Second, since XFS came from IRIX, I'm guessing the SGI engineers did what many people do when porting code from one system to another: reconstruct the original environment. I have no grounds for saying this - it's just a guess - but I can well imagine the SGI engineers deciding to port a lot of IRIX kernel functionality to the Linux kernel rather than adapt XFS to the native Linux way of doing things, which is a lot less featureful / bloated (pick your adjective).

I won't be shocked if the answer does lie in that kjournald daemon -- that XFS is bigger than ext3 because ext3 puts most of the bloat into a user-mode daemon instead of the kernel.

Nope, kjournald is part of the kernel - it's not a separate user-space daemon. You see it in your 'ps' output because it is a kernel thread. As such, it is scheduled like a userspace process, even though it isn't running a userspace program and never drops into user mode. Any time the Linux kernel spawns a new kernel thread, it will show up in 'ps' output that way. They usually try to name threads starting with 'k' so as to tip you off. Unfortunately this is probably not very effective for those of you who use certain non-GNOME desktop environments....

--
"How can you claim that you are anti-crack, while still writing a window manager?" — Metacity README
Re:Why is kernel-image so big? by Bob[Bob] · 2002-09-17 11:36 · Score: 2, Informative

You're basically correct about how SGI did the port... they created an IRIX to Linux VFS mapping layer, as described in the papers on this page: XFS Talks and Papers.

● ● ● ●

| WORK TO DO |
(a) According to the XFS thread, what is kjournald?
(b) Continue the XFS thread after its last sentence.
The material that comes after the XFS thread has nothing to do with it.

| GIVEN INFORMATION |
● ● ● ●

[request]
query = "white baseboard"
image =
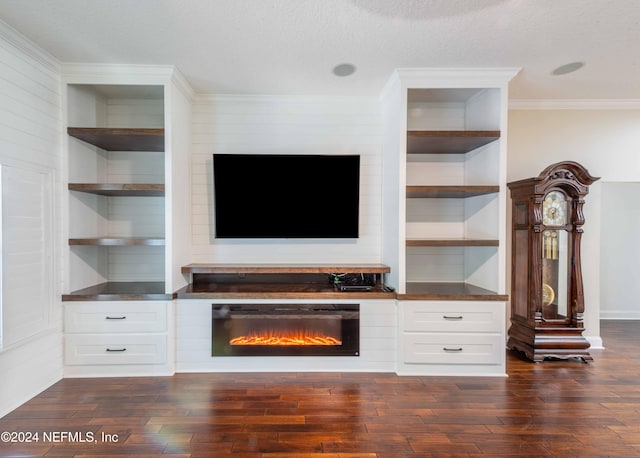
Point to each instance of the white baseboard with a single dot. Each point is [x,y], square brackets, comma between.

● ● ● ●

| RESPONSES TO THE TASKS |
(a) It is a kernel thread that is part of the kernel, not a separate user-space daemon.

(b)
Re:Why is kernel-image so big? by rtscts · 2002-09-17 15:42 · Score: 1

Ouch. What kind of performance hit would that cause? (no I didn't read the link :)

It's been done: Plan9 is the name by F2F · 2002-09-17 05:37 · Score: 2

oh no, it's the plan9 from bell-labs operating system all over again :)

reiser is just implementing what others have done long time ago:

http://plan9.bell-labs.com/sys/doc/9.html

Re:It's been done: Plan9 is the name by Ian+Bicking · 2002-09-17 06:46 · Score: 2

Forgive me if I'm wrong (or better, correct me)... but I didn't think Plan9 did this sort of thing. At least, not the file metadata, or plugin interfaces to files. It just placed a number of kernel interfaces into the filesystem. There's no (significant) reference to "metadata" in that document, and in one instance where they are talking about permissions, they are talking about using chmod on a process, but not the more novel echo newGroupOwner > /processes/processID/group
I think what Reiser is talking about could be truly novel -- I'm sure someone has thought of it before, but I don't know that anyone's made it happen in a real OS. (Though I wouldn't be surprised to see it in an experimental OS)
Re:It's been done: Plan9 is the name by IamTheRealMike · 2002-09-17 07:11 · Score: 2

No no, Plan9 has similar methods but different goals. Plan9 moved various APIs into the filing system. The aim was similar in a general sense, to increase the power of the filing system and so to increase interconnectedness of components.
Plan9 moved for instance the windowing API into the filing system. What ReiserFS is doing is to increase the power of the filing system, turning it into effect a very powerful semi-structured database. The aim is to improve storage of data, not to move APIs around and into different forms.
I've looked high and low, and the closest I think you'll find to this was BeFS, which was really little more than a slick implementation of extended attributes on a normal filing system, certainly not the entire rethink that Hans is advocating.
Microsoft are trying something similar afaik with Longhorn, but that's based on SQL Server last I heard. That's bad for reasons explained in the white paper (imposing unneccesary structure).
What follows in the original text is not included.